## What to work on
Extract every line of the data below word for word, keeping the original order.

(Excerpts from location labeling data)

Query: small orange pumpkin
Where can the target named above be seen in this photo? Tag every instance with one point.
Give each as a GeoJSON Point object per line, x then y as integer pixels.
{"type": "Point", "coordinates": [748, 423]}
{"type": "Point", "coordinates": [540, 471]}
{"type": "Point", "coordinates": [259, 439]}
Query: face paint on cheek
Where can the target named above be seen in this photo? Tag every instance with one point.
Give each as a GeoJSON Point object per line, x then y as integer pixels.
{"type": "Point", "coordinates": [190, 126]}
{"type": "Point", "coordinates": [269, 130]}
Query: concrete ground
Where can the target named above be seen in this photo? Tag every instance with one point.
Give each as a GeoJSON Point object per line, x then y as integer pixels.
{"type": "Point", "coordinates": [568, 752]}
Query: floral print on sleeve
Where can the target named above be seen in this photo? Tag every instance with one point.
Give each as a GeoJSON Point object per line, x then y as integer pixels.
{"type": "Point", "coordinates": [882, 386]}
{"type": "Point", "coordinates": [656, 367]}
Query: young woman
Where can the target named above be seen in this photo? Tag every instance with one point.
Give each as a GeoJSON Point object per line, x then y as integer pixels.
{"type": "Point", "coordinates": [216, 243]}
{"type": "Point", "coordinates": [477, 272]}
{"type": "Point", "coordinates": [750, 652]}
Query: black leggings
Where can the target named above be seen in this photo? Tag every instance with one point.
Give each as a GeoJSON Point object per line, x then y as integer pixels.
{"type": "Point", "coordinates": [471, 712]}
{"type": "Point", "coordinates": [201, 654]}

## Solution to this exercise
Query: small orange pumpkin
Where can the target named above be seen in this photo? Tag every instance with one point.
Give each as a GeoJSON Point object per line, x then y as integer pixels.
{"type": "Point", "coordinates": [748, 423]}
{"type": "Point", "coordinates": [540, 471]}
{"type": "Point", "coordinates": [259, 439]}
Query: face paint on cheek
Where can the target named above be seen in this photo? Tag every instance with one point.
Give each as a GeoJSON Point object per line, x then y as integer pixels.
{"type": "Point", "coordinates": [190, 126]}
{"type": "Point", "coordinates": [269, 130]}
Query: concrete ground
Where can the target named above be seen in this photo? Tag every instance with one point.
Give each as a GeoJSON Point object per line, x then y as integer pixels.
{"type": "Point", "coordinates": [568, 752]}
Query: floral print on sleeve
Where can the target named above be seen in this photo? Tag every instance with one point.
Give each as a GeoJSON Point object per line, x then y as integer pixels.
{"type": "Point", "coordinates": [882, 386]}
{"type": "Point", "coordinates": [656, 367]}
Query: young woman
Where can the target named above be seen in this photo? Tag every instance with one point.
Give each as a GeoJSON Point object per line, x then y as integer pixels.
{"type": "Point", "coordinates": [216, 243]}
{"type": "Point", "coordinates": [477, 272]}
{"type": "Point", "coordinates": [750, 652]}
Query: black leggings
Where can the target named above be seen in this photo? Tag every instance with one point.
Give each as a GeoJSON Point object per line, x then y as integer pixels.
{"type": "Point", "coordinates": [471, 712]}
{"type": "Point", "coordinates": [201, 654]}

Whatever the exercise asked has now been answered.